According to the recording guidelines, how long should each bark be?

Document extract>
-=-=-

4B. Recording Guidelines

Source: Record at 44.1kHz/16-bit WAV, then downsample to 8kHz/4-bit via build tool.
Delivery: Short, barked, declarative. No sibilance (S sounds are mud at 4-bit). Prefer hard consonants: B, D, K, T, CH. Avoid words starting with F, S, TH.
Processing: Heavy compression (limit dynamic range to fit 4-bit), slight distortion/bitcrush before final encode to lean into the lo-fi aesthetic rather than fighting it.
Duration target: 0.3–0.7 seconds per bark. Anything over 0.7 seconds should be cut. The bark should feel like a punch, not a sentence.
Tone: Not robotic. Not text-to-speech. A real human voice, crushed through a 4-bit codec, arriving through a 28mm speaker. The degradation is the aesthetic.

4C. Interaction with Existing Audio

Barks occupy Channel C only. The design rules:

Barks preempt Channel C tones. If Channel C was playing a tone, the bark takes over. Channel C tones resume after bark completes (or the cartridge re-triggers them).
Channels A + B continue normally. A sustained alarm drone, a background rhythm, a keyclick SFX — all uninterrupted.

-=-=-

(Dataset records on object locations)
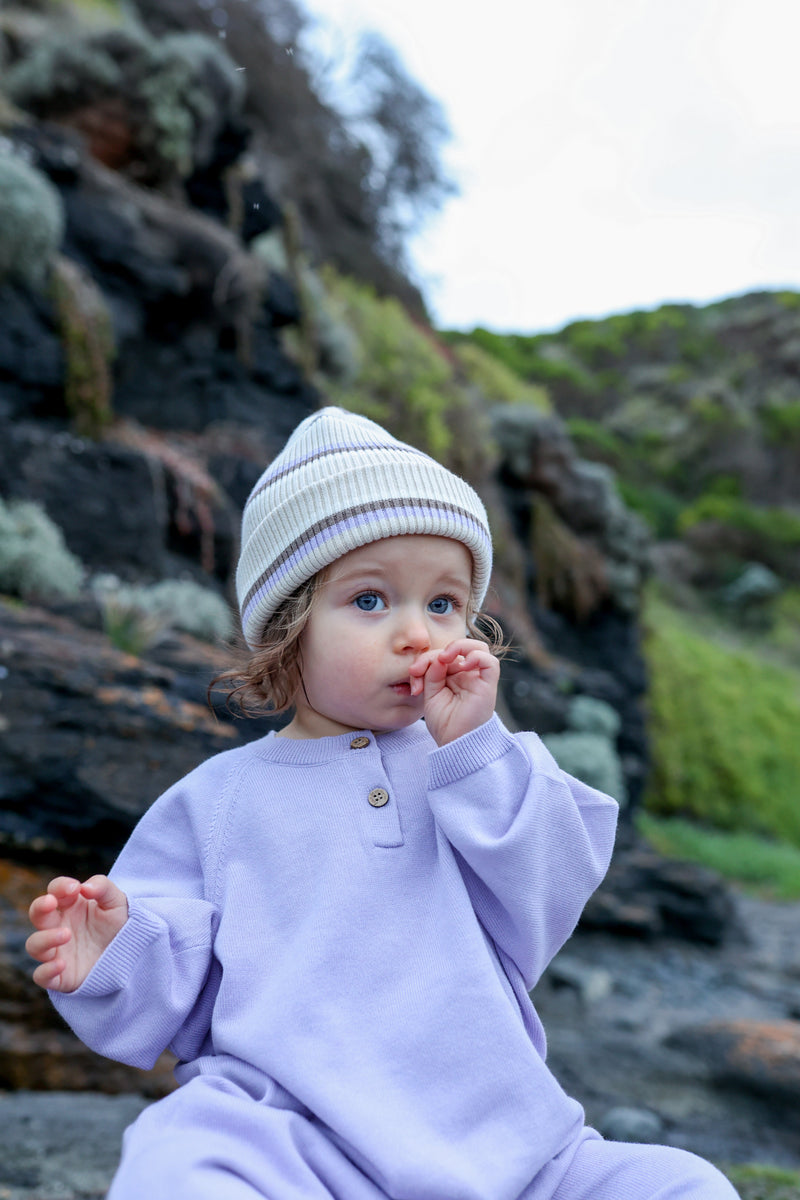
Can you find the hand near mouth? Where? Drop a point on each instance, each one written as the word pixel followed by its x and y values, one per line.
pixel 459 687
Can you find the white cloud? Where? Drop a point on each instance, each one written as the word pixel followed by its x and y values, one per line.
pixel 612 154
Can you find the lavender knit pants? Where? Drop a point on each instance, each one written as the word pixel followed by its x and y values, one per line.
pixel 211 1141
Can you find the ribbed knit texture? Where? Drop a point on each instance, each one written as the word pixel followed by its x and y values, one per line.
pixel 347 987
pixel 368 965
pixel 340 483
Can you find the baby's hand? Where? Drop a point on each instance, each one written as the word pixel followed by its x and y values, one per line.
pixel 74 923
pixel 459 685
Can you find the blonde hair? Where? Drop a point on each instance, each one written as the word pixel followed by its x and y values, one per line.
pixel 270 676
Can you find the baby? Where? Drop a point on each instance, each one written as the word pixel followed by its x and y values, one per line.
pixel 336 927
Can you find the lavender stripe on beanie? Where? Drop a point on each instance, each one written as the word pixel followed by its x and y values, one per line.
pixel 340 483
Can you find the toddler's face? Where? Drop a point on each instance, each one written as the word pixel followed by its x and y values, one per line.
pixel 378 610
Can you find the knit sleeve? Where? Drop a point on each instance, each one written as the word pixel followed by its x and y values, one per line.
pixel 534 843
pixel 154 984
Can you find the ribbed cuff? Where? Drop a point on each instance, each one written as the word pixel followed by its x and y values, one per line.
pixel 469 753
pixel 120 957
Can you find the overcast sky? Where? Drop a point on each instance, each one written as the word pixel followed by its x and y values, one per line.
pixel 611 154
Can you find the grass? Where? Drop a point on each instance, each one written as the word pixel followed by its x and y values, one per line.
pixel 770 869
pixel 723 724
pixel 756 1182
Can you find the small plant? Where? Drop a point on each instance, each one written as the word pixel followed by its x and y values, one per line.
pixel 178 90
pixel 756 1182
pixel 88 341
pixel 723 726
pixel 35 562
pixel 31 221
pixel 495 382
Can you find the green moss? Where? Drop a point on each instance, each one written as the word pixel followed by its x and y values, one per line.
pixel 88 341
pixel 781 421
pixel 659 507
pixel 136 617
pixel 768 868
pixel 594 439
pixel 173 85
pixel 35 562
pixel 755 1182
pixel 31 221
pixel 498 383
pixel 768 525
pixel 723 727
pixel 403 379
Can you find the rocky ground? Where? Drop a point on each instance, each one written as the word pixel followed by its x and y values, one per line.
pixel 623 1019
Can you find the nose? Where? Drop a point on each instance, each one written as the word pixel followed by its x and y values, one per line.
pixel 411 633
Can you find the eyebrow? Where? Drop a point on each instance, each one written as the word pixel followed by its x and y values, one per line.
pixel 366 574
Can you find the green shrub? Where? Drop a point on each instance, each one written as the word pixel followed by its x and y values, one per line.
pixel 594 439
pixel 762 865
pixel 782 421
pixel 35 562
pixel 403 379
pixel 764 525
pixel 88 342
pixel 723 727
pixel 495 382
pixel 175 87
pixel 589 757
pixel 756 1182
pixel 176 94
pixel 660 508
pixel 31 221
pixel 137 616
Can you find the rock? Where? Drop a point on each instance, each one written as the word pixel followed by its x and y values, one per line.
pixel 647 895
pixel 621 1123
pixel 88 490
pixel 92 736
pixel 60 1146
pixel 758 1056
pixel 89 737
pixel 591 984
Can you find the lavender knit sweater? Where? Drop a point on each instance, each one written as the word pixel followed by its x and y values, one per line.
pixel 362 960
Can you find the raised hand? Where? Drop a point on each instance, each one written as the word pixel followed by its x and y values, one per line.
pixel 459 685
pixel 74 923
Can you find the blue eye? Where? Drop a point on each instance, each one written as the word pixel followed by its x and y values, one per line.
pixel 368 601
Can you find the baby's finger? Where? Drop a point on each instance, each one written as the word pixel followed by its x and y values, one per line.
pixel 65 889
pixel 44 912
pixel 101 889
pixel 462 647
pixel 44 945
pixel 48 975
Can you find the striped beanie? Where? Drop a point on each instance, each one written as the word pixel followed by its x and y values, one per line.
pixel 342 481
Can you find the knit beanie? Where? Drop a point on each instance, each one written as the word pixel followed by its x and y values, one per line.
pixel 340 483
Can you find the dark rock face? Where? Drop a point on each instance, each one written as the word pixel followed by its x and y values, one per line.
pixel 88 739
pixel 762 1057
pixel 192 317
pixel 645 895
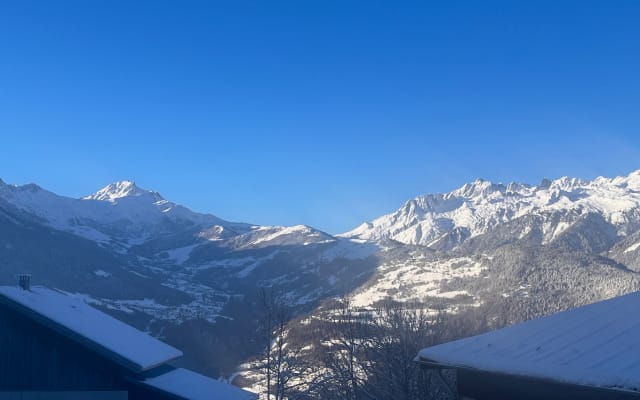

-=-=-

Reply> 0.3–0.7 seconds per bark.